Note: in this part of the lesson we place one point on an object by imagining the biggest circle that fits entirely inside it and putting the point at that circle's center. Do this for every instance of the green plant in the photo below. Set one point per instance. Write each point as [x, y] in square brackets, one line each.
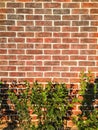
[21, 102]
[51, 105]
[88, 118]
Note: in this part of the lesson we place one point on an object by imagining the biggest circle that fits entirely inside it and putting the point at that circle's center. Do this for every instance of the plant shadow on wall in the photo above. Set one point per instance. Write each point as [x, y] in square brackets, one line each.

——

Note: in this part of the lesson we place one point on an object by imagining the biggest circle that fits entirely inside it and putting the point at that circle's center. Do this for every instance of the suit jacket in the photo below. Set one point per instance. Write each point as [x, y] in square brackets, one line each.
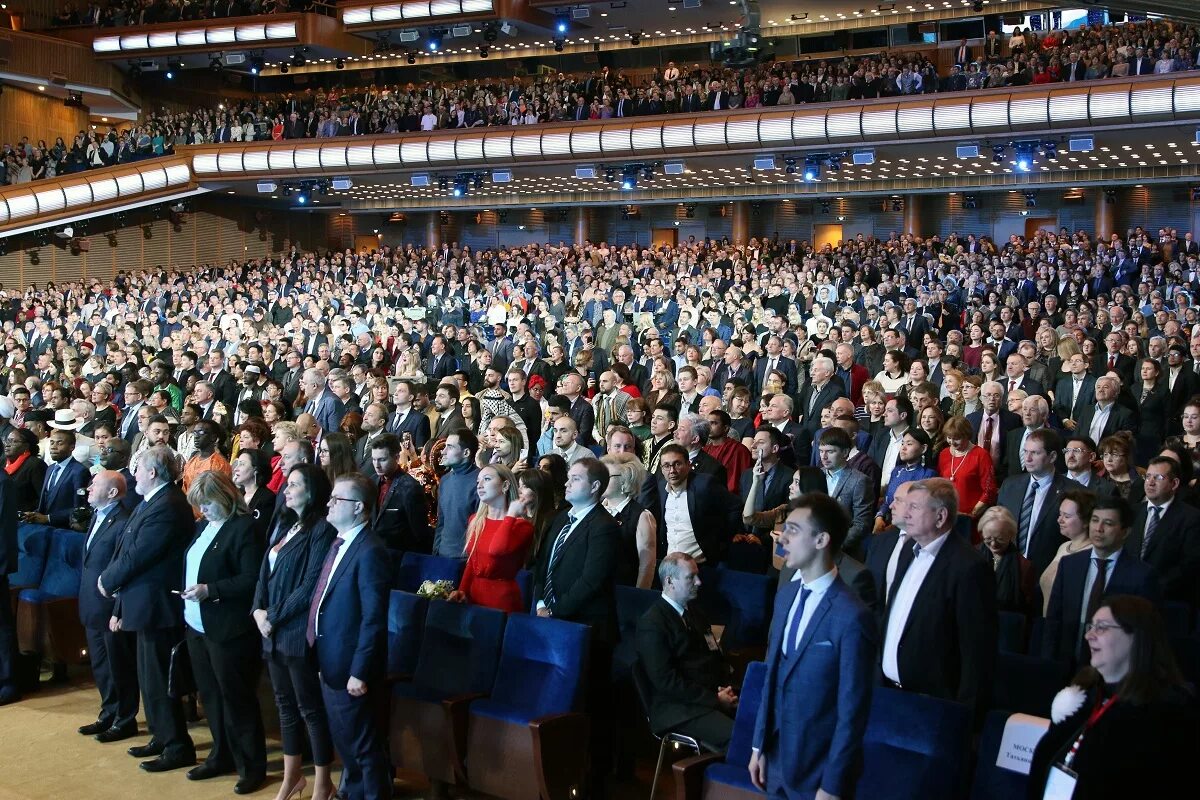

——

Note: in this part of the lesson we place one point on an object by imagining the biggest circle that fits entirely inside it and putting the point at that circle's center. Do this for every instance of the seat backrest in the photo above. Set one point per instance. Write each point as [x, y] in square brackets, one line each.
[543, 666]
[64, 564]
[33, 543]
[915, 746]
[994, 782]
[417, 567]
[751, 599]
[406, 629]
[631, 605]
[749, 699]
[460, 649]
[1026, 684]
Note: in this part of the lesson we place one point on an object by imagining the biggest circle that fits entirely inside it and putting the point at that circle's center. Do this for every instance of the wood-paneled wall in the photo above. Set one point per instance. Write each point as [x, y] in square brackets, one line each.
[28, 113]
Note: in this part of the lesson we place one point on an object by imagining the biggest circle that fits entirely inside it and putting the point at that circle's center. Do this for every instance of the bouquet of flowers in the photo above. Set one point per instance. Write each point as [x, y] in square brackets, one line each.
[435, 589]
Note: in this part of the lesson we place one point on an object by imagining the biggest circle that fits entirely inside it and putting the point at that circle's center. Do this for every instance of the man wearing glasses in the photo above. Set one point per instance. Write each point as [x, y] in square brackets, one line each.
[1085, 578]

——

→ **WHAT YOU HAVE TO DO**
Reproduce the portion of the records that opens with the line containing "the man wearing" and closes with the line containing "[1085, 578]", substituting "a tie" for "glasses" and leaving everything else unchanged.

→ **THE RESPONSE**
Note: in this part of the lesson we place one point on an object by imagining the biggest circle that fits entirely inside it and putting the point at that circle's center. Do this for every instance of the man wearing a tie in the photo above. Set one point per instance. Write each point as [x, y] in square brackets, one line each.
[1085, 578]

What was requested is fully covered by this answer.